"""
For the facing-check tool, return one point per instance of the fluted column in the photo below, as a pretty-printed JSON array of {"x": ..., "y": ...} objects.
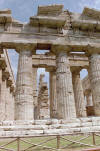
[
  {"x": 53, "y": 99},
  {"x": 2, "y": 96},
  {"x": 94, "y": 74},
  {"x": 24, "y": 87},
  {"x": 35, "y": 92},
  {"x": 88, "y": 95},
  {"x": 65, "y": 97},
  {"x": 79, "y": 95},
  {"x": 3, "y": 100}
]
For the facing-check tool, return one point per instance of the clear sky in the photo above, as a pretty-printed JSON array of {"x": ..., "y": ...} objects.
[{"x": 23, "y": 9}]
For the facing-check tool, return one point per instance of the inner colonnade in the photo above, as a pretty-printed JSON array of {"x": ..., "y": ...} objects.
[
  {"x": 66, "y": 96},
  {"x": 73, "y": 42}
]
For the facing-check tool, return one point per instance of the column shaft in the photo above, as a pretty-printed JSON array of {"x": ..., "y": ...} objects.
[
  {"x": 53, "y": 99},
  {"x": 35, "y": 92},
  {"x": 24, "y": 87},
  {"x": 79, "y": 96},
  {"x": 94, "y": 73},
  {"x": 65, "y": 96}
]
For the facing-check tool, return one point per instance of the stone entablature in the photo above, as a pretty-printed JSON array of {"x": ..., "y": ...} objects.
[{"x": 47, "y": 60}]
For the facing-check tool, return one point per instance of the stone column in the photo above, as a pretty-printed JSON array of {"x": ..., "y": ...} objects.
[
  {"x": 94, "y": 74},
  {"x": 88, "y": 95},
  {"x": 65, "y": 96},
  {"x": 2, "y": 96},
  {"x": 35, "y": 92},
  {"x": 24, "y": 87},
  {"x": 79, "y": 95},
  {"x": 3, "y": 100},
  {"x": 53, "y": 99}
]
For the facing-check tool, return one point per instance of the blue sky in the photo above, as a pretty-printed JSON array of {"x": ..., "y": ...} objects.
[{"x": 23, "y": 9}]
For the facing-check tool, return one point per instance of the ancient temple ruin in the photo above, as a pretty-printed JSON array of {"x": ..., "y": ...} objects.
[{"x": 73, "y": 42}]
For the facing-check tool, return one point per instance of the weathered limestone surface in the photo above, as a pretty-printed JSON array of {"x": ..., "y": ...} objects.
[
  {"x": 79, "y": 95},
  {"x": 7, "y": 85},
  {"x": 24, "y": 87},
  {"x": 35, "y": 95},
  {"x": 53, "y": 94},
  {"x": 94, "y": 73},
  {"x": 65, "y": 96},
  {"x": 43, "y": 99}
]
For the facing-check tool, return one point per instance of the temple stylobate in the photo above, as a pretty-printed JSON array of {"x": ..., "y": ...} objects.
[{"x": 73, "y": 41}]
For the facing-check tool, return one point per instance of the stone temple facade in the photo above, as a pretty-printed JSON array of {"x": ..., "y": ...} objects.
[{"x": 73, "y": 41}]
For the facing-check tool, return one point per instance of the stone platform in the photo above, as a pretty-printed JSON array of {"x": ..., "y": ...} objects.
[{"x": 50, "y": 127}]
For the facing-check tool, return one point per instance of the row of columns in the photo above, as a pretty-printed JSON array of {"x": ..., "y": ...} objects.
[
  {"x": 6, "y": 99},
  {"x": 63, "y": 104}
]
"""
With the line containing "the stone platform" as the start and the last line of the entries as the end, print that whole span exactly.

For the facing-check tool, return one point per instance of the stone platform in the photo above, as a pretty-printed JSON array of {"x": ..., "y": ...} objects.
[{"x": 50, "y": 127}]
For the facing-check tool, return one point per instance of the row of columns in the photo above, as a pretty-printed JSON array of {"x": ..., "y": ...} objects.
[
  {"x": 6, "y": 99},
  {"x": 63, "y": 104}
]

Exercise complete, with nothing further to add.